Rethinking app env

For all my years of programming in at least 8 languages and no less than 30 frameworks the only ever meaningful answer to this question for me was…

Because it is easier to consolidate in a single file.

Sometimes there’s a secondary answer which is “this is really important to setup on boot and isn’t expected to change” but that’s tangential and not directly related. I would argue that this “configuration” centralization is useful because library defaults could sometimes conflict with your own code artifacts (imagine if you were oblivious of configuration and figured your app needs the exact same hierarchy of options that ecto needs – as a random example).

How would you answer your own question, by the way?

But what exactly is being consolidated? Some pieces of data go to config scripts, while others are provided through regular code. So config scripts do not really contain all the parameters of our system, not even all parameters we pass to external libs.

I have no answer to that question. Config scripts seem quite arbitrary to me. A bunch of unrelated data is stuffed together for the reasons which I can’t fathom.

2 Likes

I would say “the bizarre artifacts of your current tech” which in the case of Erlang & Elixir would be app names, different environments (dev / test / prod). And I am probably forgetting a few more.

I would venture to say that everything outside of these really should be function parameters or module attributes.

However, in his blog post about mocks Jose gives a really good example for a Twitter client implementation that should vary between environments. But yeah, that depends on the tech’s peculiarities, in this case different environments.

So would you agree that only your tech stack’s specifics should be a subject to the current incarnation of configuration in Elixir?

I’ve argued at lengths in my recent post that IMO most of the data stashed in config scripts doesn’t really belong there. I think that the only viable reason for putting something in a config script is if a library requires it during it’s boot (e.g. Logger config), or during compilation (which I think is a really bad pattern).

I believe that in most other cases we’d be better off if we consolidated the data by their purpose (e.g. provide all endpoint parameters in the endpoint module, and all repo parameters in the repo module).

So I definitely agree that there are legacy reasons for stashing data in config scripts. However, I also think that generators, such as mix phx.new store too much data there, and by extension inspire other developers to overuse config scripts. I feel that this excessive usage of config scripts is the main cause of the problems people experience with Elixir configuration.

Records shown:
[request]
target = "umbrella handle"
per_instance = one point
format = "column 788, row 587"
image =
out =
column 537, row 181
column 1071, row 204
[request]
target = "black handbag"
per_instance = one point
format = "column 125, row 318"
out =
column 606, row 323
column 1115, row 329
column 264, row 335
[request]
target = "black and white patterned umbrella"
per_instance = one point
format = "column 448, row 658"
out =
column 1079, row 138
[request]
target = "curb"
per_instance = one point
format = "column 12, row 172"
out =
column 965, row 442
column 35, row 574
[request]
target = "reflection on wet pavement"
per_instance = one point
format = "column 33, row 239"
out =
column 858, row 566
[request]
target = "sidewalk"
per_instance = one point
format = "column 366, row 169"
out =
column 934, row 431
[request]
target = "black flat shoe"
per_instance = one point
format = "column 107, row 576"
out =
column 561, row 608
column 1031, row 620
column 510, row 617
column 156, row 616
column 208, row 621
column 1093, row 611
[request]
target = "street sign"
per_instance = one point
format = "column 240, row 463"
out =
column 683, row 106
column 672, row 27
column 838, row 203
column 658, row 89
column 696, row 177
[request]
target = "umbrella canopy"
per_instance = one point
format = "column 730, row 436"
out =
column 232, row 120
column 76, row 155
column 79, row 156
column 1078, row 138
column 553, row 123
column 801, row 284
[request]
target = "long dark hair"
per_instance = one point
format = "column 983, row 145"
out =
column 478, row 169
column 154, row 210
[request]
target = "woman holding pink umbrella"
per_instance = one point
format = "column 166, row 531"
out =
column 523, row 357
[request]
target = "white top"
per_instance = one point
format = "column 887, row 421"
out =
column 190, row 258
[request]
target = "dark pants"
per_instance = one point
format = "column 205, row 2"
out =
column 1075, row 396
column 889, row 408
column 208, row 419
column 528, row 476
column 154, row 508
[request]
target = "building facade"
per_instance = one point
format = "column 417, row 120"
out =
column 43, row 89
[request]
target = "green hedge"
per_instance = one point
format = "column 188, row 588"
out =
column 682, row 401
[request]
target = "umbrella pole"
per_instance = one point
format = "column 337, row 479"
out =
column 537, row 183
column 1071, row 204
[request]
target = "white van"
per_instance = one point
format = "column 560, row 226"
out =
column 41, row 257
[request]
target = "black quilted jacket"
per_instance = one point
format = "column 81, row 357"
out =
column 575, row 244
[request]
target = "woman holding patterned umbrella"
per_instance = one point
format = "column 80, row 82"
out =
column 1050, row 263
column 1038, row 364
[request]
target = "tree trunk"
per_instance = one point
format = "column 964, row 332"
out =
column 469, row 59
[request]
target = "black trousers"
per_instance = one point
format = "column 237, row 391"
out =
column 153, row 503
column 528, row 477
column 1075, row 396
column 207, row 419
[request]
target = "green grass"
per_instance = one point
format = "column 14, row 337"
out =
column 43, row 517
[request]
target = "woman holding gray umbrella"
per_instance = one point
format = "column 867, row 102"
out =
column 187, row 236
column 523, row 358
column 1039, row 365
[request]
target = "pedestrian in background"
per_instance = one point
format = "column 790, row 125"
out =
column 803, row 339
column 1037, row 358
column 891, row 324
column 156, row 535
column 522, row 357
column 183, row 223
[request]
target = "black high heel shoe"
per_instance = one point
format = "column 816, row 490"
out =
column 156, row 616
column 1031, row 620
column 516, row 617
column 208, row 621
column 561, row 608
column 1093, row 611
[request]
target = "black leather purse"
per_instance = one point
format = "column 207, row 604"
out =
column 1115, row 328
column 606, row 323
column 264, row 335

To do:
In the thread on app configuration, what does the poster who wrote "I've argued at lengths in my recent post" call the only viable reason for putting something in a config script? Rely only on the thread when answering.

Exercise answer:
The only viable reason is that a library requires the data during its boot, such as Logger config, or during compilation.